- ABOUT THIS TASK:
Whenever a line of the data below holds the string "appear", copy that line.

+===+

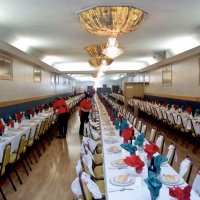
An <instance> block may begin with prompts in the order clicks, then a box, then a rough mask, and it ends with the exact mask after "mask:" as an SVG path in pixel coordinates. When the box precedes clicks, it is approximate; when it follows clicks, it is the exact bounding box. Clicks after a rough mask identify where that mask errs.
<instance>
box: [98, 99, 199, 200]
mask: <svg viewBox="0 0 200 200" xmlns="http://www.w3.org/2000/svg"><path fill="white" fill-rule="evenodd" d="M97 105H98V110H99V115H100V126H101V133H102V134H101V135H102V147H103V148H102V154H103V161H104V168H103V169H104V181H105V188H106V199H107V200H122V199H126V200H132V199H134V200H150V199H151V195H150V191H149V189H148V186H147V185H146V183H145V182H144V179H145V178H147V177H148V170H147V164H145V167H143V171H142V173H141V174H137V173H136V171H135V169H134V168H132V167H129V166H127V167H118V166H116V165H115V163H116V162H115V161H116V160H119V159H123V158H124V157H125V156H126V155H127V152H126V154H125V153H124V150H122V149H121V147H120V145H121V144H122V143H123V139H122V137H120V135H119V130H116V129H115V128H114V126H113V125H112V122H111V121H110V118H109V116H108V115H107V112H106V110H105V107H104V106H103V104H102V103H101V102H100V100H99V99H98V98H97ZM135 131H137V130H135ZM110 138H112V140H111V141H112V142H109V140H110ZM113 141H114V142H113ZM112 146H116V147H118V148H119V149H120V150H119V151H117V152H111V151H110V149H111V147H112ZM160 174H161V176H160V177H163V176H165V175H173V176H175V177H177V178H178V180H179V181H178V182H177V184H176V185H175V184H174V185H171V184H168V183H163V182H162V187H161V189H160V193H159V196H158V198H157V200H172V199H173V198H172V197H171V196H170V195H169V188H170V187H173V186H179V187H181V188H184V187H185V186H187V183H186V182H185V181H184V180H183V179H182V178H181V177H180V176H179V175H178V173H177V172H176V171H175V170H174V169H173V168H172V167H171V166H170V165H169V164H168V163H166V164H165V165H163V166H161V173H160ZM121 175H122V176H123V175H125V176H128V177H129V179H130V180H128V182H127V183H125V184H124V185H123V184H119V183H118V182H116V178H117V177H119V176H121ZM190 199H191V200H199V199H200V197H199V196H198V195H197V194H196V193H195V192H194V191H193V190H191V196H190Z"/></svg>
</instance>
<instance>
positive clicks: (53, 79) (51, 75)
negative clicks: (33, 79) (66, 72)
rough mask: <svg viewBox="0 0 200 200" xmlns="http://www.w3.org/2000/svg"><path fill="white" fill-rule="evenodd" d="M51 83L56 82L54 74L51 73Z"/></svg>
mask: <svg viewBox="0 0 200 200" xmlns="http://www.w3.org/2000/svg"><path fill="white" fill-rule="evenodd" d="M51 84H56V80H55V74H51Z"/></svg>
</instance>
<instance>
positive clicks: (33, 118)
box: [0, 109, 53, 162]
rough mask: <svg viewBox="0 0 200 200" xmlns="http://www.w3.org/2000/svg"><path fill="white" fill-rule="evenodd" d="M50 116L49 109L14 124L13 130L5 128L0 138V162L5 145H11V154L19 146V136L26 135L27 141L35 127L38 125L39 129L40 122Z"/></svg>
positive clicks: (10, 128) (8, 127)
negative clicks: (32, 116)
mask: <svg viewBox="0 0 200 200" xmlns="http://www.w3.org/2000/svg"><path fill="white" fill-rule="evenodd" d="M52 114H53V112H52V110H50V109H49V110H48V111H43V112H42V113H38V115H34V117H32V118H31V119H30V120H28V119H24V120H23V122H22V123H21V124H18V123H15V126H17V127H15V128H10V127H6V130H5V132H4V134H3V136H0V162H1V161H2V158H3V153H4V149H5V146H6V145H7V144H9V143H10V144H11V153H12V152H14V151H15V150H16V149H17V148H18V146H19V141H20V138H21V136H22V135H26V139H28V136H29V134H30V135H31V136H33V135H34V134H35V129H36V126H37V125H38V128H39V127H40V125H41V123H42V121H45V119H46V118H48V117H50V116H51V115H52Z"/></svg>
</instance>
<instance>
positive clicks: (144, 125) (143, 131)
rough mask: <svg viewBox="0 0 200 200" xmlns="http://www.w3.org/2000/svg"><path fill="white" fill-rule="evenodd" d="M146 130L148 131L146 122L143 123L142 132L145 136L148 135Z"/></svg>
mask: <svg viewBox="0 0 200 200" xmlns="http://www.w3.org/2000/svg"><path fill="white" fill-rule="evenodd" d="M146 132H147V125H146V124H142V129H141V133H144V136H145V137H146Z"/></svg>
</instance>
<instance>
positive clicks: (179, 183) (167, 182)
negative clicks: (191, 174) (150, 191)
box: [160, 175, 184, 185]
mask: <svg viewBox="0 0 200 200" xmlns="http://www.w3.org/2000/svg"><path fill="white" fill-rule="evenodd" d="M172 176H173V177H174V180H168V177H167V175H161V177H160V180H161V182H162V183H164V184H166V185H181V184H182V183H184V179H183V178H180V177H178V176H176V175H172Z"/></svg>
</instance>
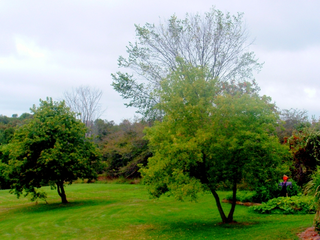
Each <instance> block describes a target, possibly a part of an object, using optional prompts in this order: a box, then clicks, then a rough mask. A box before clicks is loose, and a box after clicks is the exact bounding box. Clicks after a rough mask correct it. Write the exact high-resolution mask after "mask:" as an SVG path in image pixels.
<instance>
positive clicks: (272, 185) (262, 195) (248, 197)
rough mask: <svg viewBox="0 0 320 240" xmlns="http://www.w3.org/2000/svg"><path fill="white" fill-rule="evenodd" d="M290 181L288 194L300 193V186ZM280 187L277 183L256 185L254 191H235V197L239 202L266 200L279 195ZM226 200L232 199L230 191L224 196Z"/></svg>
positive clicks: (276, 196)
mask: <svg viewBox="0 0 320 240" xmlns="http://www.w3.org/2000/svg"><path fill="white" fill-rule="evenodd" d="M290 182H292V188H287V191H288V196H289V197H291V196H295V195H298V194H299V193H301V188H300V187H299V186H298V185H297V183H296V182H295V181H293V180H292V181H290ZM280 192H281V187H280V186H279V185H278V183H276V184H274V185H272V186H271V187H270V188H267V187H265V186H261V187H257V188H256V189H255V191H237V196H236V199H237V201H240V202H256V203H261V202H267V201H268V200H270V199H273V198H277V197H279V196H280ZM226 199H227V200H232V193H230V194H228V195H227V196H226Z"/></svg>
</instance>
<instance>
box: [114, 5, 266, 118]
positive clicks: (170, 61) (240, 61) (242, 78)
mask: <svg viewBox="0 0 320 240" xmlns="http://www.w3.org/2000/svg"><path fill="white" fill-rule="evenodd" d="M135 27H136V36H137V41H136V42H135V43H131V42H130V43H129V46H127V53H128V57H127V58H125V57H122V56H120V57H119V59H118V65H119V67H121V68H125V69H128V71H127V72H117V73H115V74H112V77H113V83H112V86H113V87H114V89H115V90H116V91H118V92H119V93H120V94H121V96H122V97H123V98H124V99H128V100H130V102H129V103H127V104H126V105H127V106H133V107H137V108H138V113H141V114H142V115H143V116H145V117H147V118H149V119H159V117H160V118H161V117H162V115H163V112H162V111H161V109H158V108H154V106H155V105H156V104H157V103H158V102H159V96H157V95H155V94H154V91H153V90H155V89H161V84H160V82H161V80H162V79H163V78H165V77H166V76H167V74H169V73H170V72H171V71H175V70H177V68H178V67H179V62H177V61H176V58H177V57H180V58H182V59H184V61H185V62H186V63H188V64H191V65H193V66H194V67H197V66H200V67H202V68H206V69H208V76H207V77H208V78H210V79H215V78H219V81H220V82H228V81H231V80H236V81H240V82H245V81H249V82H250V81H251V80H252V77H253V71H255V70H257V71H259V70H260V69H261V67H262V64H260V63H258V61H257V59H256V57H255V54H254V53H253V52H250V51H249V49H248V47H249V46H250V44H251V42H248V33H247V30H246V28H245V26H244V24H243V14H237V15H235V16H232V15H230V13H226V14H224V13H222V12H221V11H219V10H217V9H215V8H212V9H211V10H210V11H209V12H207V13H205V14H204V15H199V14H196V15H192V14H187V15H186V17H185V19H178V18H177V16H175V15H173V16H172V17H171V18H170V19H169V20H167V21H164V23H160V24H158V25H157V26H156V25H154V24H150V23H146V24H145V25H144V26H139V25H135Z"/></svg>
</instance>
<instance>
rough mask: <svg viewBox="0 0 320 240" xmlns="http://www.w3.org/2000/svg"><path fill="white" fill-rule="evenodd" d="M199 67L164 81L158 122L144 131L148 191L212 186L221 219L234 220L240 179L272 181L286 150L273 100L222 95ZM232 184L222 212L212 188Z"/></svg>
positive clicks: (174, 193)
mask: <svg viewBox="0 0 320 240" xmlns="http://www.w3.org/2000/svg"><path fill="white" fill-rule="evenodd" d="M208 75H209V76H210V73H208V72H206V71H205V70H204V69H203V68H201V67H196V68H195V67H192V66H191V65H189V64H182V67H180V68H179V69H178V70H177V71H174V72H173V73H172V74H171V75H169V76H168V78H166V79H165V80H163V81H162V83H161V84H162V85H161V90H160V91H159V96H160V97H161V102H160V104H159V105H158V106H157V107H158V108H160V109H161V110H162V111H164V112H165V116H164V119H163V121H162V122H157V123H156V124H155V125H154V126H153V127H151V128H148V129H147V130H146V139H147V140H149V142H150V148H151V149H152V151H153V154H154V156H153V157H151V158H149V161H148V165H147V167H144V168H142V169H141V173H142V176H143V177H144V181H145V183H146V184H147V185H148V189H149V191H150V193H151V194H152V195H153V196H155V197H159V196H161V195H162V194H165V193H167V194H171V195H174V196H175V197H176V198H178V199H184V198H185V197H191V199H196V196H197V193H198V192H199V191H203V190H210V191H211V193H212V194H213V196H214V198H215V200H216V203H217V206H218V209H219V212H220V216H221V218H222V221H223V222H226V223H227V222H232V221H233V213H234V210H235V199H236V190H237V184H239V183H240V182H241V181H242V180H243V179H245V181H246V182H247V183H248V184H249V185H250V186H253V187H256V186H258V185H259V184H260V185H261V184H263V185H267V184H270V183H274V181H276V179H277V178H278V177H279V172H280V171H281V169H280V167H279V165H280V163H281V162H282V159H283V157H284V156H286V154H287V153H288V151H287V149H286V147H285V146H282V145H281V144H280V143H279V141H278V138H277V137H276V136H275V135H274V133H275V127H276V125H277V123H278V120H279V118H278V115H277V113H276V111H275V106H274V105H273V104H271V102H270V101H271V99H270V98H268V97H266V96H263V97H260V96H258V95H257V94H253V93H252V91H248V93H239V92H237V93H235V94H234V95H231V94H228V93H224V94H219V95H217V94H216V93H217V92H221V89H219V87H220V86H219V85H218V84H217V79H214V78H208ZM222 182H223V183H226V184H229V186H230V187H231V188H232V190H233V199H234V204H233V205H232V208H231V210H230V213H229V214H228V215H226V214H225V213H224V211H223V209H222V207H221V204H220V199H219V196H218V194H217V191H216V190H217V187H218V185H219V184H221V183H222Z"/></svg>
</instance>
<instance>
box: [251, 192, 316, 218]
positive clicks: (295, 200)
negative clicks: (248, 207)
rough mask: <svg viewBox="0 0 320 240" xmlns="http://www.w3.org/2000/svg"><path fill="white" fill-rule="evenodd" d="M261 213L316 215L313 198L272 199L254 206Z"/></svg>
mask: <svg viewBox="0 0 320 240" xmlns="http://www.w3.org/2000/svg"><path fill="white" fill-rule="evenodd" d="M253 210H254V211H256V212H259V213H282V214H307V213H315V212H316V209H315V206H314V198H313V197H312V196H293V197H278V198H273V199H270V200H269V201H268V202H266V203H262V204H261V205H259V206H253Z"/></svg>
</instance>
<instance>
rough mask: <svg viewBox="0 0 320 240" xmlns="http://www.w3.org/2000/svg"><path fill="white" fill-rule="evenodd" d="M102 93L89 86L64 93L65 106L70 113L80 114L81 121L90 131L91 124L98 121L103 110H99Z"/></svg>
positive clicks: (90, 128)
mask: <svg viewBox="0 0 320 240" xmlns="http://www.w3.org/2000/svg"><path fill="white" fill-rule="evenodd" d="M101 97H102V91H101V90H99V89H96V88H90V87H89V86H80V87H78V88H76V89H73V90H72V91H71V92H65V93H64V99H65V101H66V104H67V106H69V107H70V108H71V110H72V111H74V112H76V113H79V114H80V119H81V121H82V122H83V123H84V124H86V126H87V127H88V128H89V129H90V130H91V128H92V126H93V123H94V121H95V120H96V119H98V118H99V117H100V116H101V115H102V113H103V110H102V109H101V104H100V100H101ZM89 135H91V134H90V133H89Z"/></svg>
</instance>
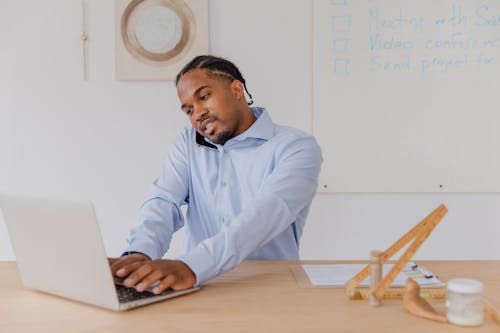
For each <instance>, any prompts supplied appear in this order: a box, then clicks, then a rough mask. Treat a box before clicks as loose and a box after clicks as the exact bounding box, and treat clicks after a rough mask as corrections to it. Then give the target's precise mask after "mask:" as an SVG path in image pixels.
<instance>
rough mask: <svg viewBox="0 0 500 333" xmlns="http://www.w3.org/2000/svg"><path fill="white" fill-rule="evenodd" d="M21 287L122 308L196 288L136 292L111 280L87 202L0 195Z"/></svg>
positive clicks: (195, 290) (98, 237)
mask: <svg viewBox="0 0 500 333" xmlns="http://www.w3.org/2000/svg"><path fill="white" fill-rule="evenodd" d="M0 208H1V210H2V212H3V216H4V221H5V224H6V225H7V231H8V233H9V236H10V241H11V244H12V248H13V249H14V254H15V256H16V260H17V266H18V268H19V271H20V273H21V278H22V281H23V283H24V285H25V286H26V287H28V288H31V289H37V290H41V291H44V292H47V293H50V294H54V295H58V296H62V297H65V298H69V299H73V300H77V301H81V302H84V303H89V304H93V305H97V306H100V307H104V308H108V309H111V310H115V311H125V310H128V309H131V308H134V307H137V306H141V305H145V304H150V303H153V302H158V301H161V300H164V299H168V298H172V297H176V296H180V295H184V294H187V293H191V292H193V291H196V290H198V289H199V288H198V287H196V288H191V289H187V290H181V291H173V290H167V291H165V292H164V293H162V294H160V295H155V294H153V293H151V292H148V291H146V292H142V293H138V292H136V291H135V289H133V288H126V287H124V286H119V285H117V284H115V282H114V279H113V277H112V274H111V269H110V267H109V264H108V260H107V258H106V254H105V250H104V246H103V242H102V238H101V233H100V229H99V226H98V224H97V219H96V216H95V212H94V207H93V205H92V203H91V202H74V201H65V200H56V199H41V198H24V197H16V196H0Z"/></svg>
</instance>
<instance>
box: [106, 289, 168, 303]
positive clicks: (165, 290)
mask: <svg viewBox="0 0 500 333" xmlns="http://www.w3.org/2000/svg"><path fill="white" fill-rule="evenodd" d="M115 287H116V293H117V294H118V300H119V302H120V303H128V302H132V301H137V300H140V299H143V298H149V297H154V296H163V295H168V294H170V293H172V290H171V289H167V290H165V291H164V292H162V293H161V294H158V295H156V294H153V293H152V292H149V291H143V292H138V291H137V290H135V289H134V288H127V287H125V286H121V285H115Z"/></svg>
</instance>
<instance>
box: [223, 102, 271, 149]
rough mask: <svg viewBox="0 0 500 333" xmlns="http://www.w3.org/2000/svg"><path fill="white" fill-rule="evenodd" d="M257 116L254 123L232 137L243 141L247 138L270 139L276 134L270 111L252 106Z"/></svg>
mask: <svg viewBox="0 0 500 333" xmlns="http://www.w3.org/2000/svg"><path fill="white" fill-rule="evenodd" d="M250 110H252V112H253V114H254V116H255V118H257V119H256V120H255V121H254V123H253V124H252V125H251V126H250V127H249V128H248V129H247V130H246V131H245V132H243V133H241V134H240V135H238V136H236V137H234V138H232V139H231V140H237V141H243V140H245V139H247V138H256V139H264V140H269V139H271V138H272V137H273V136H274V131H275V128H274V127H275V126H274V123H273V121H272V120H271V117H270V116H269V113H267V111H266V109H265V108H261V107H252V108H250Z"/></svg>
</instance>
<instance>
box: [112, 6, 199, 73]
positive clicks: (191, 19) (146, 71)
mask: <svg viewBox="0 0 500 333" xmlns="http://www.w3.org/2000/svg"><path fill="white" fill-rule="evenodd" d="M116 1H117V36H116V39H117V40H116V49H117V52H116V54H117V59H116V60H117V78H118V79H120V80H145V79H165V80H173V79H174V78H175V75H176V74H177V72H178V71H179V70H180V69H181V68H182V66H183V65H184V63H186V62H187V61H189V60H190V59H191V58H192V57H194V56H195V55H198V54H203V53H208V0H191V1H187V0H186V1H184V0H116Z"/></svg>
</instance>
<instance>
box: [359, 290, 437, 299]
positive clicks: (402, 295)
mask: <svg viewBox="0 0 500 333" xmlns="http://www.w3.org/2000/svg"><path fill="white" fill-rule="evenodd" d="M405 291H406V289H405V288H388V289H386V290H385V291H384V295H382V298H383V299H401V298H403V295H404V293H405ZM356 293H357V297H359V298H356V299H369V298H370V290H369V289H368V288H358V289H356ZM420 297H422V298H424V299H443V298H445V297H446V288H421V289H420Z"/></svg>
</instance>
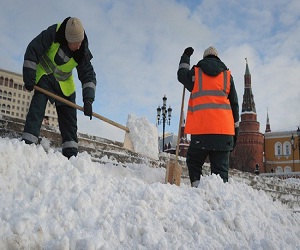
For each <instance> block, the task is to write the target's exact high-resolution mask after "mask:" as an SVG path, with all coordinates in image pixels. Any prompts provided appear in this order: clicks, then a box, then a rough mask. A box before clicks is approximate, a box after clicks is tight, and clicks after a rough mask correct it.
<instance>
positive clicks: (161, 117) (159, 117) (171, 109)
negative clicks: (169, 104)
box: [156, 95, 172, 152]
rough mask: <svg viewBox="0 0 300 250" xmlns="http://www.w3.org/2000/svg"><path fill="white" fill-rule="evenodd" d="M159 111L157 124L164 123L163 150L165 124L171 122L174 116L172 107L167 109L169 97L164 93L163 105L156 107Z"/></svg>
mask: <svg viewBox="0 0 300 250" xmlns="http://www.w3.org/2000/svg"><path fill="white" fill-rule="evenodd" d="M156 111H157V117H156V118H157V125H160V124H162V125H163V148H162V151H163V152H164V151H165V126H166V124H167V125H170V124H171V116H172V108H171V106H169V108H168V109H167V97H166V95H164V97H163V105H162V106H161V107H160V106H158V108H157V109H156Z"/></svg>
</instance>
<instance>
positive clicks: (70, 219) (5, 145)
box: [0, 138, 300, 250]
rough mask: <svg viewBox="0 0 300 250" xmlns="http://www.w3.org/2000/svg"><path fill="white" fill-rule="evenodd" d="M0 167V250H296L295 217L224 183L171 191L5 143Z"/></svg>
mask: <svg viewBox="0 0 300 250" xmlns="http://www.w3.org/2000/svg"><path fill="white" fill-rule="evenodd" d="M45 148H46V150H45ZM0 159H1V161H0V190H1V194H0V209H1V210H0V211H1V212H0V249H264V250H268V249H269V250H274V249H300V213H293V212H291V211H289V210H288V209H286V208H285V207H284V206H283V205H281V203H279V202H273V201H272V199H271V198H269V197H268V196H267V195H266V194H265V193H264V192H263V191H256V190H254V189H252V188H251V187H249V186H248V185H246V184H243V183H241V182H238V181H235V180H233V179H230V181H229V183H226V184H224V183H223V182H222V180H221V179H220V178H219V177H218V176H215V175H212V176H205V177H203V178H202V179H201V183H200V186H199V187H198V188H191V187H190V186H189V185H187V184H184V183H183V184H182V185H181V186H180V187H178V186H175V185H170V184H164V176H165V169H160V168H150V167H148V166H146V165H137V164H128V166H127V167H126V168H125V167H123V165H122V164H120V165H118V164H115V163H110V162H109V161H108V159H104V160H105V161H106V162H107V163H106V164H100V163H95V162H92V160H91V156H90V155H88V154H87V153H80V154H79V155H78V156H77V157H76V158H75V157H73V158H71V159H70V160H68V159H66V158H65V157H64V156H62V155H61V153H60V152H59V151H57V150H55V149H51V148H47V146H45V145H44V147H43V146H42V145H37V146H36V145H26V144H24V143H23V142H21V141H19V140H18V139H8V138H0Z"/></svg>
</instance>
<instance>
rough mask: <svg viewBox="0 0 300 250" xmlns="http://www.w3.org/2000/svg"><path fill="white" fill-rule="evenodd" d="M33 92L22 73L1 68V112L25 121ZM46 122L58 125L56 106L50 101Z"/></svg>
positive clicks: (45, 115)
mask: <svg viewBox="0 0 300 250" xmlns="http://www.w3.org/2000/svg"><path fill="white" fill-rule="evenodd" d="M33 93H34V91H31V92H28V91H27V90H26V89H25V88H24V84H23V76H22V75H21V74H17V73H14V72H10V71H7V70H3V69H0V112H1V114H3V115H6V116H9V117H12V118H18V119H21V120H24V121H25V119H26V115H27V112H28V109H29V106H30V102H31V98H32V95H33ZM44 122H45V123H46V124H48V125H52V126H58V120H57V113H56V108H55V106H54V105H52V104H51V103H50V102H48V104H47V106H46V110H45V119H44Z"/></svg>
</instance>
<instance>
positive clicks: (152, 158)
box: [126, 114, 158, 160]
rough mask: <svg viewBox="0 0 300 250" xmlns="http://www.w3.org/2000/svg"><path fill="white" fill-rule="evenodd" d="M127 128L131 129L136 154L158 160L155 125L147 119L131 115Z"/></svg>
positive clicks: (156, 139)
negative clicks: (139, 154)
mask: <svg viewBox="0 0 300 250" xmlns="http://www.w3.org/2000/svg"><path fill="white" fill-rule="evenodd" d="M126 126H127V127H128V128H129V131H130V132H129V134H128V135H129V138H130V140H131V142H132V144H133V149H134V151H135V152H137V153H140V154H142V155H145V156H148V157H150V158H152V159H154V160H157V159H158V132H157V128H156V126H155V125H154V124H151V123H150V122H149V121H148V119H147V118H146V117H137V116H136V115H135V114H129V115H128V119H127V124H126Z"/></svg>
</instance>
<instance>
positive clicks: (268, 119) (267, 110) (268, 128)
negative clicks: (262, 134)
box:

+===+

- RESULT OF THIS EXERCISE:
For each <instance>, any prompts supplied appear in this order: a box, then clicks, then a rough mask. Treat a box before clicks as loose and a box after clicks as the exact bounding box, and treat clicks after a rough mask as corrections to it. Then give the target's precise mask after "mask:" as an SVG path in image pixels.
For each <instance> block, the task is to write the target's exact high-resolution mask after "mask:" as an SVG path, with all coordinates in image pixels. Any prompts provided appear in this order: clicks, then a box, then a rough mask. A box before clicks is approximate, a box after clicks is tight, and clicks after a rough mask correct it.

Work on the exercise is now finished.